◆ Material for this exercise:
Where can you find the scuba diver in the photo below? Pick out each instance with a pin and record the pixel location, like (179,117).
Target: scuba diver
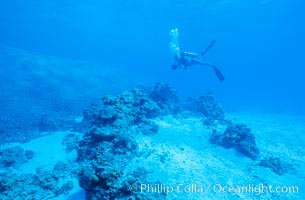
(186,59)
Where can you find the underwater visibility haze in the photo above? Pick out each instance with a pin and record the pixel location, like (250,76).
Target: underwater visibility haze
(152,99)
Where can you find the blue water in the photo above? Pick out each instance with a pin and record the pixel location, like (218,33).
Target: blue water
(57,57)
(260,44)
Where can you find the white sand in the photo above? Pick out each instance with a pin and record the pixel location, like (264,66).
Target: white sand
(190,159)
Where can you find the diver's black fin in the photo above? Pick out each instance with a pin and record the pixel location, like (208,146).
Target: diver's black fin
(208,48)
(218,73)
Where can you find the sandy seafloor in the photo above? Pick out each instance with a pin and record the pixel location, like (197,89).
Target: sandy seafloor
(192,163)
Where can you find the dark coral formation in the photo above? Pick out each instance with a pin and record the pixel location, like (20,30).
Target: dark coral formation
(239,137)
(107,145)
(208,107)
(14,156)
(109,140)
(166,98)
(276,165)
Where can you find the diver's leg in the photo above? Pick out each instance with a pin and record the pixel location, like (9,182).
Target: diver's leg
(208,48)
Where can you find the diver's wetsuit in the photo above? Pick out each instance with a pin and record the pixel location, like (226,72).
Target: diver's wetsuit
(187,59)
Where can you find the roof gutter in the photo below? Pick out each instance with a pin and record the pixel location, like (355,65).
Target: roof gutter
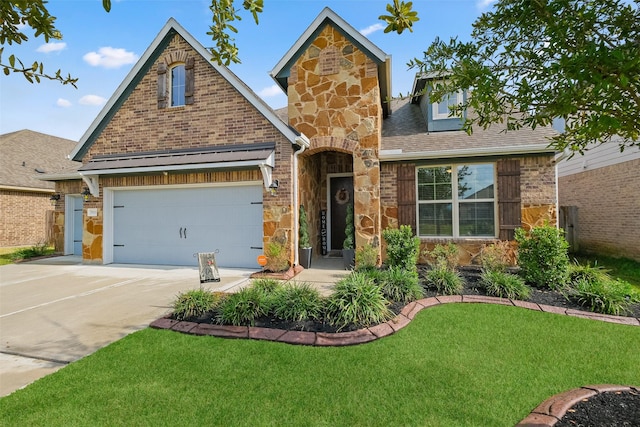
(399,155)
(304,143)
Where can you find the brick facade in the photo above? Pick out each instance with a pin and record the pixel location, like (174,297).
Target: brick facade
(24,220)
(608,202)
(219,115)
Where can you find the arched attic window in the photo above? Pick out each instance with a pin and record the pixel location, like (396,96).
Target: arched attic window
(179,88)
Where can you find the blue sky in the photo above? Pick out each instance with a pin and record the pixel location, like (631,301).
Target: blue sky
(100,48)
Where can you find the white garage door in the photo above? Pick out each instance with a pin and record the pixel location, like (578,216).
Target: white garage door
(169,226)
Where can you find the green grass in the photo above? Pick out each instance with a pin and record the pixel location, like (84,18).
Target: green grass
(621,268)
(9,255)
(454,365)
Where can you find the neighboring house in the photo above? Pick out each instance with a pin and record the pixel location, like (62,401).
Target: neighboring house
(604,186)
(185,158)
(25,200)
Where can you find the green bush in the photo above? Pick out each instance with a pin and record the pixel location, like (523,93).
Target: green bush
(505,285)
(542,256)
(298,302)
(445,280)
(268,286)
(604,296)
(357,300)
(402,247)
(194,303)
(366,257)
(245,306)
(444,256)
(400,285)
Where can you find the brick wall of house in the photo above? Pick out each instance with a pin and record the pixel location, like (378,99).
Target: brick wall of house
(220,115)
(537,192)
(608,201)
(24,217)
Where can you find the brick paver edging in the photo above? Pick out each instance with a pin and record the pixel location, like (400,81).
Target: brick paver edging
(549,412)
(368,334)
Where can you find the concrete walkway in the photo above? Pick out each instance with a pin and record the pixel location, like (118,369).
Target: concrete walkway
(56,310)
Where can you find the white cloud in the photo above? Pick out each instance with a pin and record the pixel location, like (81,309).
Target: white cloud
(92,100)
(270,91)
(485,4)
(372,29)
(61,102)
(109,57)
(51,47)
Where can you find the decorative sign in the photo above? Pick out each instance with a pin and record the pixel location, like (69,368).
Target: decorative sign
(208,267)
(323,230)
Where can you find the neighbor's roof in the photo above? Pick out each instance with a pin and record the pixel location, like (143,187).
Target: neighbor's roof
(26,155)
(170,29)
(405,137)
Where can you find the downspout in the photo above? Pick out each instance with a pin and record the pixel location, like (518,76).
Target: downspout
(303,142)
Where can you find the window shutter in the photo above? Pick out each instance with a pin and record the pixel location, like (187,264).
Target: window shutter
(509,199)
(162,85)
(407,196)
(189,68)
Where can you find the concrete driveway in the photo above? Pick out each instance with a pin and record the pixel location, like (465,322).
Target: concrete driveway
(55,311)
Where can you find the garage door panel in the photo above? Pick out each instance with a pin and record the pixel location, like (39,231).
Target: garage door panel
(168,226)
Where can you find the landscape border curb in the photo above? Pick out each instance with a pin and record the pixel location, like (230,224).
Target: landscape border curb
(372,333)
(549,412)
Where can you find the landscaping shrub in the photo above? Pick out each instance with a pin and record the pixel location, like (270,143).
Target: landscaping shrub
(444,256)
(604,296)
(366,257)
(268,286)
(504,285)
(277,257)
(542,256)
(298,302)
(400,285)
(194,303)
(357,300)
(402,247)
(245,306)
(445,281)
(497,256)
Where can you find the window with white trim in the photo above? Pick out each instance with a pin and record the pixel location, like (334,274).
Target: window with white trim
(440,110)
(456,200)
(178,85)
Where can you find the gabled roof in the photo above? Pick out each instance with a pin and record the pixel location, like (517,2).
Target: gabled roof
(280,72)
(161,41)
(26,155)
(405,137)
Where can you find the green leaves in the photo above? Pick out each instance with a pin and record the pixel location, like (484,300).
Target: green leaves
(530,62)
(400,17)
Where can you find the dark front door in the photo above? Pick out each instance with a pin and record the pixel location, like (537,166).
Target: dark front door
(341,196)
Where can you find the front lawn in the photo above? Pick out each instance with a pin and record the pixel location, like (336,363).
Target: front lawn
(454,365)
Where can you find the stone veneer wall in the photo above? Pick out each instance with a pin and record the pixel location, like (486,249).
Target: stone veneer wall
(334,99)
(537,192)
(608,201)
(218,116)
(24,217)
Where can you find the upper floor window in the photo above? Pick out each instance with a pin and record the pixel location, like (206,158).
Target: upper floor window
(456,200)
(441,109)
(178,85)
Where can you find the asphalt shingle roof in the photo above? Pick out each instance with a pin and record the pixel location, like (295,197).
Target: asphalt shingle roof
(25,154)
(405,129)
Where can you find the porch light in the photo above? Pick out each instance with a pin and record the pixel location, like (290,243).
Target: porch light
(273,187)
(85,194)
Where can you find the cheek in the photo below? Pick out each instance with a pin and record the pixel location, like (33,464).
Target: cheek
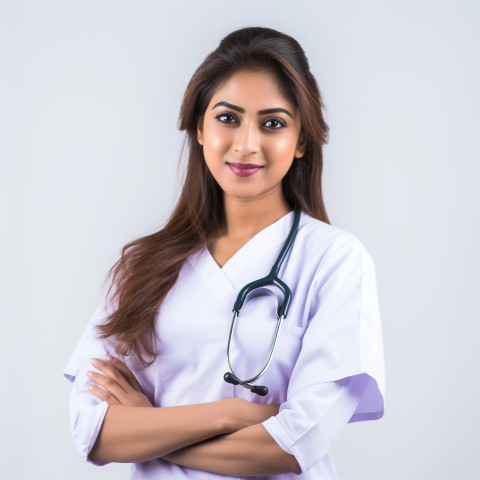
(282,148)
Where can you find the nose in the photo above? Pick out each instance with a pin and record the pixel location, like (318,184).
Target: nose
(247,139)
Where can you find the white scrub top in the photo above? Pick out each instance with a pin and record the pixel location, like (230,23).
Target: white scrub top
(328,367)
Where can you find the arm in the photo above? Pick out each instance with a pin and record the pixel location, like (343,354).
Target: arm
(134,431)
(306,426)
(247,452)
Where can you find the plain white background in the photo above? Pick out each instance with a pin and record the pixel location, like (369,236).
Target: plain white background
(89,99)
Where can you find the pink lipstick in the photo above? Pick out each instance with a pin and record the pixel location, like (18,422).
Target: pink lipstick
(244,169)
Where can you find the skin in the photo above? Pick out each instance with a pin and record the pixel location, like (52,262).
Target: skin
(224,437)
(271,140)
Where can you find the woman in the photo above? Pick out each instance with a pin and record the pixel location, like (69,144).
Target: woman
(253,116)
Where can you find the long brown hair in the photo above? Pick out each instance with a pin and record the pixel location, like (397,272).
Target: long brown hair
(149,266)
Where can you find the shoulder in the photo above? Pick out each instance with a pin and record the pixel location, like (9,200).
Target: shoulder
(323,240)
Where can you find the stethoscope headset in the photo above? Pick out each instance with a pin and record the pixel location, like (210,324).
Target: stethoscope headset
(282,310)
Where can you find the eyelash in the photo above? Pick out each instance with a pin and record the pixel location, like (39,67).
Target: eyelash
(280,122)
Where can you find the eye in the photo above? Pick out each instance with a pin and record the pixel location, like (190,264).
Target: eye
(275,123)
(226,118)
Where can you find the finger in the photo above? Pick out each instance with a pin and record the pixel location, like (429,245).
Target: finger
(111,372)
(127,373)
(108,384)
(103,395)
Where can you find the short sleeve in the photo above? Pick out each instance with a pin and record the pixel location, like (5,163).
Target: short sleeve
(343,336)
(309,422)
(87,412)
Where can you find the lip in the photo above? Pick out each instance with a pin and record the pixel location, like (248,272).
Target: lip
(244,169)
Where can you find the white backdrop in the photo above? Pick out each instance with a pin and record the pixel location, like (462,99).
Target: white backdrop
(89,99)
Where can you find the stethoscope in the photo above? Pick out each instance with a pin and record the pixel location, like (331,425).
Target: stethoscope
(282,310)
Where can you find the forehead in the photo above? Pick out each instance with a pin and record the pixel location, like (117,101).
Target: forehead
(249,88)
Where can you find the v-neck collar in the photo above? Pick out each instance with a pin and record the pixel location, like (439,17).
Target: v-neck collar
(264,246)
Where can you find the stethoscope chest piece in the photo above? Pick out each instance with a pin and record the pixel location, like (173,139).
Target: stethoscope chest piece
(269,280)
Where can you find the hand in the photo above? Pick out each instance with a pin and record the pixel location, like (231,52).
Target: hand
(120,387)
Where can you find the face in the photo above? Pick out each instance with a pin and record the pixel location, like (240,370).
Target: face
(250,135)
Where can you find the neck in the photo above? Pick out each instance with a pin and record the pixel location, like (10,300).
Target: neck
(247,217)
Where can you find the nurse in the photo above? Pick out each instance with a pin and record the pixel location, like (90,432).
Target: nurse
(147,374)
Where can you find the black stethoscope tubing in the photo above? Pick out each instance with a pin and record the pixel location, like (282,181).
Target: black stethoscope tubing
(271,279)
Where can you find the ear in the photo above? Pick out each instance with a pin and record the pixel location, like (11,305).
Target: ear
(200,132)
(301,146)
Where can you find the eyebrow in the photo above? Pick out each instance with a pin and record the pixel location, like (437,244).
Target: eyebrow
(260,112)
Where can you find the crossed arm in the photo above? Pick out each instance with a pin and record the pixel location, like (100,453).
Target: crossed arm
(223,437)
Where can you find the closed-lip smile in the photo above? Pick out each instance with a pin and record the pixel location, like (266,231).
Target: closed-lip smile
(244,169)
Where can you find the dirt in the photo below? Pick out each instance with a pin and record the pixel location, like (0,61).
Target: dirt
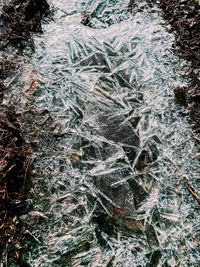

◆ Exercise requirements: Starting at the line with "Where can you find the stethoscope chest" and running through the end of the data, switch "pin" to "marker" and keep everything else the same. Leave the pictures out of your answer.

◆ Reply:
Where can you find the stethoscope chest piece in the photo above? Pick out each instance with a marker and record the pixel location, like (173,139).
Target: stethoscope chest piece
(269,280)
Where can you find the hand in the photo above? Pick out each instance with a marker and record the pixel location, like (231,52).
Target: hand
(120,387)
Where can you find the face in the photo above? Pick out each instance with a marker and record the pixel location, like (240,370).
Target: face
(250,135)
Where can you find the neck in the photo above? Pick out each instance with a marker and record the pixel location, like (10,300).
Target: neck
(247,217)
Where can you find the nurse in the photo above? Pick out each instance with a marker and record the pixel location, like (90,432).
Target: nurse
(147,374)
Where can you find the black stethoscope tubing in the photo above? Pick out each instance with a marker and record the pixel location, like (282,181).
Target: black stethoscope tubing
(271,279)
Where can you find the ear in the photo above? Pick out each instance with a marker and record the pixel location, like (11,305).
Target: ear
(200,132)
(301,146)
Where can you find the eyebrow in the photo above? Pick out each instance with a marker and record the pixel location, like (437,244).
Target: eyebrow
(260,112)
Where can you find the crossed arm in the photo above? Pick out each instance with a marker and record the pixel location, like (100,453).
Target: crossed arm
(223,437)
Where can you find the closed-lip smile in the photo above? Pick out each instance with a marker and record the pixel location, like (266,231).
Target: closed-lip smile
(244,169)
Where can you find the dirt in the photo below? Pick out each instance with a marker and record the pixel location, like (0,61).
Target: dirt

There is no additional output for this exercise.